* Begin DATA FOR THIS TASK *

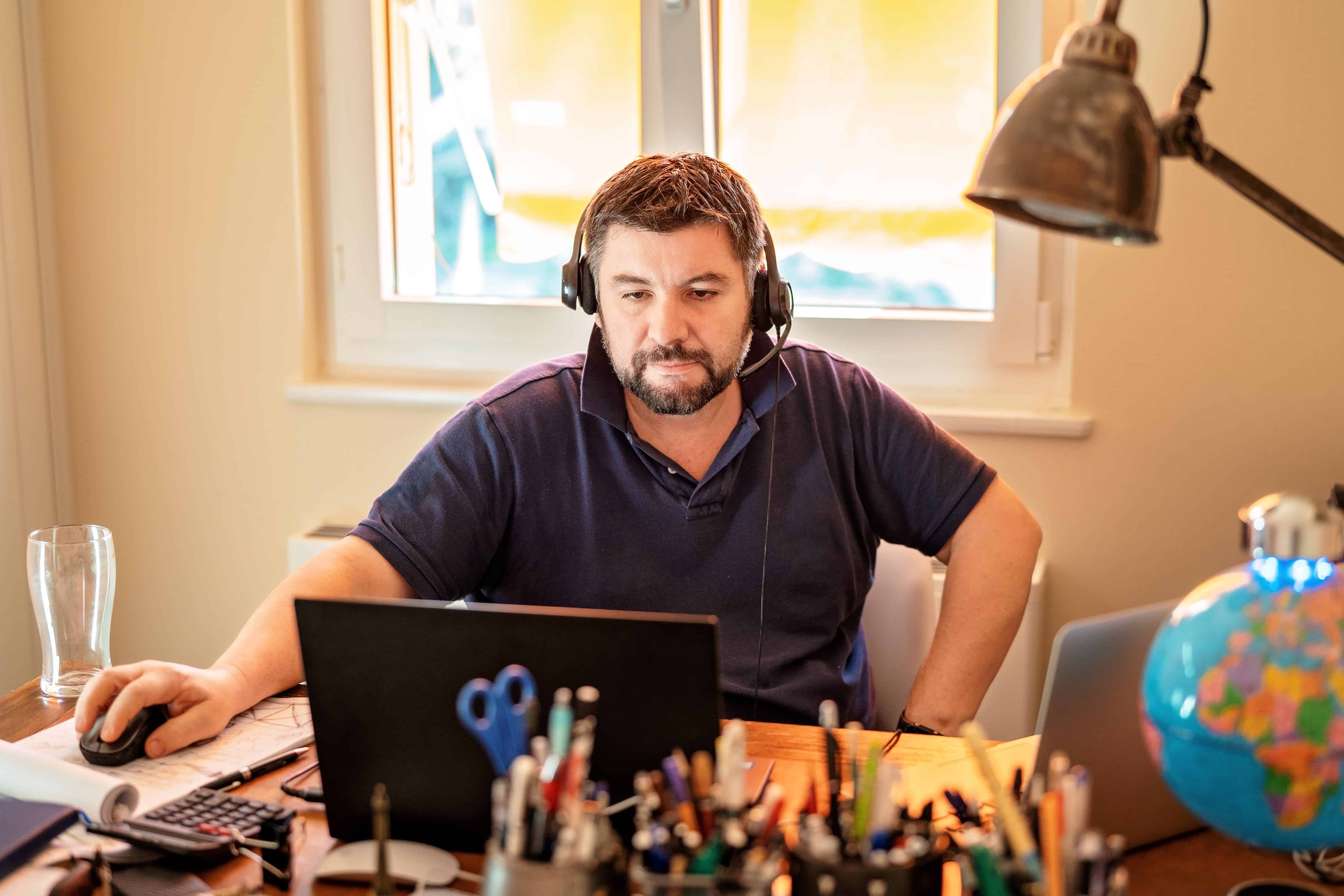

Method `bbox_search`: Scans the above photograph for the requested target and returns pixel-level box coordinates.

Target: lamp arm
[1157,74,1344,263]
[1191,144,1344,263]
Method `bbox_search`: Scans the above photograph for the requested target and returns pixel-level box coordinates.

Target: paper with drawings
[16,697,313,814]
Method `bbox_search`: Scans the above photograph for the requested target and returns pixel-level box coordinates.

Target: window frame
[315,0,1074,411]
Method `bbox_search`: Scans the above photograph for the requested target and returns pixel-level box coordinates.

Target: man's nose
[649,296,691,345]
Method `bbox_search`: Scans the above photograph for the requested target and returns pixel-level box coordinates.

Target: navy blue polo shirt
[354,328,994,727]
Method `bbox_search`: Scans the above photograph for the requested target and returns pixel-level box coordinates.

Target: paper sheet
[18,697,313,814]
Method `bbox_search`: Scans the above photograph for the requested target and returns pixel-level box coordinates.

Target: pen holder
[789,853,944,896]
[481,850,625,896]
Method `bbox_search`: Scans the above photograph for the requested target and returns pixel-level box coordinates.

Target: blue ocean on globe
[1141,557,1344,850]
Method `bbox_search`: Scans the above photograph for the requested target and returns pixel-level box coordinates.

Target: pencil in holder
[789,852,944,896]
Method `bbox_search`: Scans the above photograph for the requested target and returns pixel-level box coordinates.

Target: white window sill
[285,381,1093,439]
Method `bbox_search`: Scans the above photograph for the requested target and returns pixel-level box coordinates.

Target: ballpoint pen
[961,720,1042,880]
[202,747,308,790]
[820,700,840,837]
[542,688,574,783]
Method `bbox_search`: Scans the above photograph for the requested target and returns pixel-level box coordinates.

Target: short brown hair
[583,152,765,298]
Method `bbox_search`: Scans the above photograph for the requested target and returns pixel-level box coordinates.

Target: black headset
[561,200,793,720]
[561,208,793,377]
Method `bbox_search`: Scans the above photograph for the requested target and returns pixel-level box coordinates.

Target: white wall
[31,0,1344,693]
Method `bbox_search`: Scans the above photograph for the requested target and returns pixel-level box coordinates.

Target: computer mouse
[79,704,169,766]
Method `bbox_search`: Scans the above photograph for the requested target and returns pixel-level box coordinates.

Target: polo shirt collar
[579,324,797,433]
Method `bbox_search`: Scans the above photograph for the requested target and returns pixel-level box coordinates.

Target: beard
[601,320,751,416]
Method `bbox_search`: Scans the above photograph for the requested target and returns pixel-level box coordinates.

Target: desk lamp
[966,0,1344,262]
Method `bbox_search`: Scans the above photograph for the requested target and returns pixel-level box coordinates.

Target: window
[319,0,1071,407]
[386,0,994,317]
[719,0,996,317]
[387,0,640,302]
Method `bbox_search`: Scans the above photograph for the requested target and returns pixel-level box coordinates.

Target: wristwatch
[896,711,944,738]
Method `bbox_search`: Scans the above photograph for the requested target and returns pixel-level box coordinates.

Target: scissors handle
[457,678,513,775]
[495,662,536,762]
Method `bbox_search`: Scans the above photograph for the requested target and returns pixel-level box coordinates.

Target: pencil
[1040,790,1065,896]
[961,720,1042,880]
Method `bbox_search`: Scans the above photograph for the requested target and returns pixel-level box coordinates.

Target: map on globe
[1196,588,1344,829]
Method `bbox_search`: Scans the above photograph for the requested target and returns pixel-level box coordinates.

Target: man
[75,154,1040,756]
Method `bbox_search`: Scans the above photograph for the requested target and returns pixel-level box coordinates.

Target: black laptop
[294,598,722,852]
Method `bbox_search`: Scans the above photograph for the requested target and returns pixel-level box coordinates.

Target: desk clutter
[789,701,1129,896]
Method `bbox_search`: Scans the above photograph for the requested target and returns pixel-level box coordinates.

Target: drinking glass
[28,525,117,697]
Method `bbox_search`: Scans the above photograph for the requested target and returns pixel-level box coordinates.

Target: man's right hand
[75,659,250,758]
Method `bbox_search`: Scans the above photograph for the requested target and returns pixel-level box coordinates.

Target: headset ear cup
[579,255,597,314]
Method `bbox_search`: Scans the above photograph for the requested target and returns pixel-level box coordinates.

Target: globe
[1140,556,1344,850]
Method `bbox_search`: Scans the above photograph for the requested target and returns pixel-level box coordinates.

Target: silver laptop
[1036,600,1204,849]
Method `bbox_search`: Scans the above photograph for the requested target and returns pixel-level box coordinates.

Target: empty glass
[28,525,117,697]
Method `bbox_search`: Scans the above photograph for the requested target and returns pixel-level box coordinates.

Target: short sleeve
[849,365,994,556]
[351,402,515,600]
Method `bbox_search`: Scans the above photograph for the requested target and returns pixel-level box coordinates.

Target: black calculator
[89,787,294,864]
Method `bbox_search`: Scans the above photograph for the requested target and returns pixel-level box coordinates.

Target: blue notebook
[0,799,79,879]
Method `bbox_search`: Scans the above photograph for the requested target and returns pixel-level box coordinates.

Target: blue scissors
[457,664,536,775]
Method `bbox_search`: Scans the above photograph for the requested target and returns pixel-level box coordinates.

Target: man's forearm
[214,536,415,712]
[906,480,1040,734]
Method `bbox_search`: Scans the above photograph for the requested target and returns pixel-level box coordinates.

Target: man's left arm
[906,477,1040,734]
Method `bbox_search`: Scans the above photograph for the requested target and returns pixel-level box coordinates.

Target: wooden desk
[0,680,1301,896]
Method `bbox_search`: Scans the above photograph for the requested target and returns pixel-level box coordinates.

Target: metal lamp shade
[966,19,1161,243]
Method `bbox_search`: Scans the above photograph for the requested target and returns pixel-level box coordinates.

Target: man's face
[594,224,751,414]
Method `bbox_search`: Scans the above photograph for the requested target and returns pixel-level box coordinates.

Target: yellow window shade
[719,0,996,287]
[474,0,640,262]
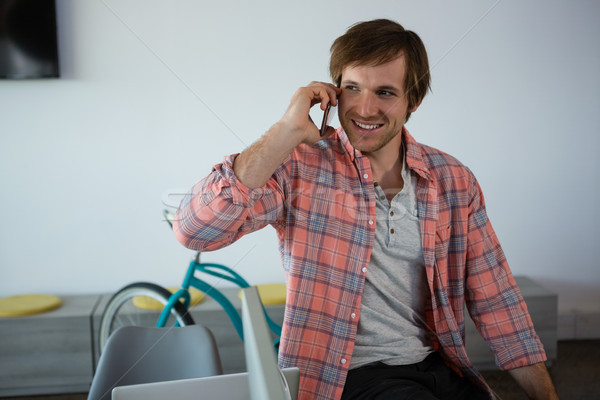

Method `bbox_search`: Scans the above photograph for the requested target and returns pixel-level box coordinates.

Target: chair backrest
[88,325,223,400]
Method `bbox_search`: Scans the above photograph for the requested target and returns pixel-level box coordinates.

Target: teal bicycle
[98,211,281,352]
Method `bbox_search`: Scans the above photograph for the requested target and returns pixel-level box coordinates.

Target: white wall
[0,0,600,334]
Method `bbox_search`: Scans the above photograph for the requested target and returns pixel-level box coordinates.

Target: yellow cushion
[0,294,62,317]
[133,287,206,310]
[238,283,286,306]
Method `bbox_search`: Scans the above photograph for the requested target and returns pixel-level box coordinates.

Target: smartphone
[321,103,331,137]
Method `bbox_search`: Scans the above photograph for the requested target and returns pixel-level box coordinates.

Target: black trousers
[342,352,490,400]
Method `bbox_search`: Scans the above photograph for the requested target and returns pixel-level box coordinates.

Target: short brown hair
[329,19,431,120]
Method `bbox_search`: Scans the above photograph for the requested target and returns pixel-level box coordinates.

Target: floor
[2,340,600,400]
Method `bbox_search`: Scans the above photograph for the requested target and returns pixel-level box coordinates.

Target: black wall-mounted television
[0,0,59,79]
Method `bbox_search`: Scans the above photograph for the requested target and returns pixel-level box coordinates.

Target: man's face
[338,56,417,155]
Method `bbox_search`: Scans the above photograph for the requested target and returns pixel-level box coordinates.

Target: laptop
[112,287,300,400]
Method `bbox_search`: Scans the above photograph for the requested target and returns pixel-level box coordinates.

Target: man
[175,20,557,399]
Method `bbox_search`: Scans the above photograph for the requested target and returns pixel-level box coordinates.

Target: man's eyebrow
[341,80,402,93]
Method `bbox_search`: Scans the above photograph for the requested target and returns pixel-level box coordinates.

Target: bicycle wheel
[98,282,194,353]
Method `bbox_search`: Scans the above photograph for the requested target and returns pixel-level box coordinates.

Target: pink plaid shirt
[175,129,546,399]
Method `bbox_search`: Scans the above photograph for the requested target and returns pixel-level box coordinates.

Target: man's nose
[357,91,377,117]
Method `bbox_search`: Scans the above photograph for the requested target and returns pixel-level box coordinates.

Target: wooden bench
[0,277,558,397]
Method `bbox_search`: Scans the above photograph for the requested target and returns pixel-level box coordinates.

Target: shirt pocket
[435,225,452,267]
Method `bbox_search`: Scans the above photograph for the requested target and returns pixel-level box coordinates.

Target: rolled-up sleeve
[173,154,284,251]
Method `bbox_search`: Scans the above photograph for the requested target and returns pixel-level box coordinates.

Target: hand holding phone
[320,103,331,137]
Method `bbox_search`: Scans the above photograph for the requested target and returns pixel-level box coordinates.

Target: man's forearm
[233,123,301,189]
[508,363,558,400]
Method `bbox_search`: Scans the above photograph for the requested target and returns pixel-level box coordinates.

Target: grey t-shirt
[350,152,433,369]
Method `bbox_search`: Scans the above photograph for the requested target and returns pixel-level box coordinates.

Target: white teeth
[354,121,381,130]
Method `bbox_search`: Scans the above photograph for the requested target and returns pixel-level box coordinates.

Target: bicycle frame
[156,253,281,346]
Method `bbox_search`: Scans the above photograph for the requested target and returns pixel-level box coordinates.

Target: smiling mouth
[352,120,383,131]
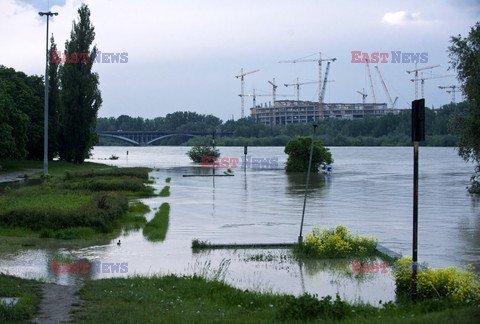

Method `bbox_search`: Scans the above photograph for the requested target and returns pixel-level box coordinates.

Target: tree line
[97,103,465,146]
[0,4,102,163]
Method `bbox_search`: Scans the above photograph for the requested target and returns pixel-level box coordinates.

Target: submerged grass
[73,275,480,323]
[143,203,170,241]
[299,225,378,259]
[0,164,154,239]
[158,186,170,197]
[0,273,43,323]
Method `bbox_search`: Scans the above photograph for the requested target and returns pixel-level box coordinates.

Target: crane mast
[365,60,377,104]
[235,68,260,118]
[407,64,441,99]
[375,65,395,109]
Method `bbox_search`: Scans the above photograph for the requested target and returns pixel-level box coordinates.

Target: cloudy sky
[0,0,480,119]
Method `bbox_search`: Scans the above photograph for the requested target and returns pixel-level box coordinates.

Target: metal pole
[38,11,58,175]
[43,14,50,175]
[412,141,420,300]
[298,124,317,247]
[243,145,247,172]
[212,131,215,177]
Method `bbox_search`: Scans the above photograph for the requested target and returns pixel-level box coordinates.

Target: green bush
[158,186,170,197]
[280,294,352,321]
[285,137,333,172]
[187,145,220,163]
[303,225,377,258]
[65,167,150,180]
[143,203,170,241]
[393,257,480,303]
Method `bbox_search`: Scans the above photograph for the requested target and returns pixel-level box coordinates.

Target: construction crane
[268,78,280,125]
[365,60,377,104]
[278,52,337,104]
[235,68,260,118]
[245,86,291,125]
[357,89,368,104]
[268,78,278,105]
[284,78,318,104]
[439,85,462,103]
[375,65,396,109]
[320,62,332,103]
[407,64,441,99]
[410,72,455,99]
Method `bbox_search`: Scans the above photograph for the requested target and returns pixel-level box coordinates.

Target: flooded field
[0,147,480,303]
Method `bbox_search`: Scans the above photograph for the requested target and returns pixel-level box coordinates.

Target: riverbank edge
[0,160,155,245]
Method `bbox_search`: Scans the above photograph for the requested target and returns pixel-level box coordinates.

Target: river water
[0,147,480,304]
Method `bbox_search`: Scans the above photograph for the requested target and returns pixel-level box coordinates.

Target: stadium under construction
[250,100,399,125]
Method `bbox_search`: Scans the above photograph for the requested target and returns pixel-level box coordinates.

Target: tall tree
[449,22,480,193]
[0,78,30,160]
[60,4,102,163]
[48,35,62,160]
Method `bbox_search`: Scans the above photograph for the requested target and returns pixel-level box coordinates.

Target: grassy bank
[0,160,112,177]
[0,161,154,239]
[0,273,43,323]
[74,276,480,323]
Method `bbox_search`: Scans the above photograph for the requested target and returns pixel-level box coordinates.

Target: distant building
[250,100,399,125]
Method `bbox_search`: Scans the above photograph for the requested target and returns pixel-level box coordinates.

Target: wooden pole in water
[298,124,318,247]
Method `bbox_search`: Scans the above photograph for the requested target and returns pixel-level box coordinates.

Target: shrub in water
[393,257,480,303]
[303,225,377,258]
[187,145,220,163]
[280,294,351,321]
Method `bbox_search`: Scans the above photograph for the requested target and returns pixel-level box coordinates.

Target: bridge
[97,130,233,146]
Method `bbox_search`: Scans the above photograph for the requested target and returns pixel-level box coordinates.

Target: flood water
[0,147,480,304]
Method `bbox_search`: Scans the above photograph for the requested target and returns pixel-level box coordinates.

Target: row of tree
[97,103,465,146]
[0,4,102,163]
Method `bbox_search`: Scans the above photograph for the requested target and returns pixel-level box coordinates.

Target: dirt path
[33,284,80,324]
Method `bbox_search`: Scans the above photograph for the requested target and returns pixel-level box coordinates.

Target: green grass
[158,186,170,197]
[73,275,480,323]
[143,203,170,242]
[114,202,150,233]
[0,185,92,214]
[0,273,43,323]
[299,225,378,259]
[0,163,154,240]
[0,160,109,176]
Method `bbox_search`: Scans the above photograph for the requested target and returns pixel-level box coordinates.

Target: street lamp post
[298,124,318,244]
[38,11,58,175]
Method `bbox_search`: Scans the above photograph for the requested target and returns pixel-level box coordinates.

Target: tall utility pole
[38,11,58,175]
[298,124,318,248]
[235,68,260,118]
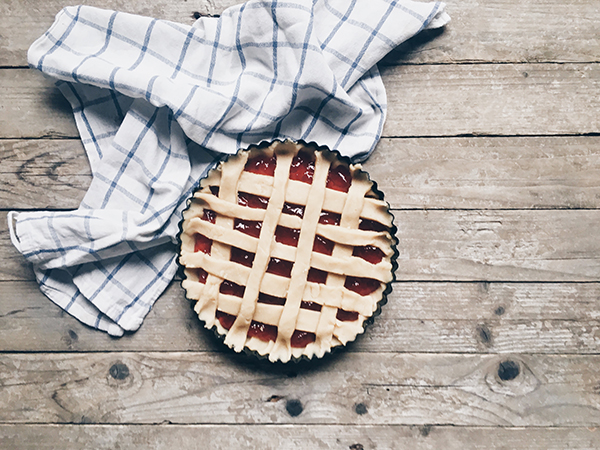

* End DATA FOR THIS TASK *

WHAT THE TASK ASKS:
Report every line above that contains the word "headset", matching its case exactly.

EXERCISE OUTPUT:
Target: black headset
Target: headset ear cup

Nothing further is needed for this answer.